[Set exercise] Exact repetition is required: output every record in full.

━━━ Records provided ━━━

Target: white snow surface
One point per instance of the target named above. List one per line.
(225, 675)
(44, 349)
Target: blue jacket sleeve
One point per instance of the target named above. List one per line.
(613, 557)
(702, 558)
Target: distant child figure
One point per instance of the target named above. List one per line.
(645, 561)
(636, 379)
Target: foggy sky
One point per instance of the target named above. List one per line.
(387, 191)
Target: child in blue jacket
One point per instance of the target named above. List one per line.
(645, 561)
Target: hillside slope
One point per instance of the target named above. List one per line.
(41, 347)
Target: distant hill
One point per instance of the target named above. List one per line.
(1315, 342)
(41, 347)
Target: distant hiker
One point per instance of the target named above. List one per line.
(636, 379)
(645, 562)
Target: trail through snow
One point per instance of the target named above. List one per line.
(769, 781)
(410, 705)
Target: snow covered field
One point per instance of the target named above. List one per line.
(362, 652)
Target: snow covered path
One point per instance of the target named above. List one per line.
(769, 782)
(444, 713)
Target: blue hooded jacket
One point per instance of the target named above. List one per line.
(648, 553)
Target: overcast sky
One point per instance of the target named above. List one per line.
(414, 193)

━━━

[Written answer]
Target: white snow surface
One point per instance of the target named above. List one per line.
(225, 675)
(44, 349)
Target: blue jacket sleeve
One point per instance of the target named above. List one per line.
(613, 557)
(702, 558)
Target: distant child figure
One point per instance of the target named above. List one per line.
(645, 561)
(636, 379)
Target: foggy sky
One point per instance of the target named above. List one per line.
(387, 191)
Target: child in blue jacket
One point per instance of the target named above. List one per line.
(645, 561)
Target: hillside slope
One point per instance of the target named above. List one per line.
(41, 347)
Target: distant hill
One point per instance of the target named above. List one per line.
(1315, 342)
(41, 347)
Target: distant hiker
One point per instance of the target named above. List one per line.
(636, 379)
(645, 562)
Target: trail through snow
One point per instance of the target named above. List one per line.
(769, 781)
(410, 705)
Target: snow covered field
One point per instance of the target named above. List one per line.
(362, 652)
Target: snow covered path
One point per instance of the target named above. List one per line.
(769, 782)
(444, 713)
Target: blue hooded jacket
One point per instance of the target named above. List one per line.
(648, 553)
Target: overcast sky
One point per instance of the target named above. List one per line.
(414, 193)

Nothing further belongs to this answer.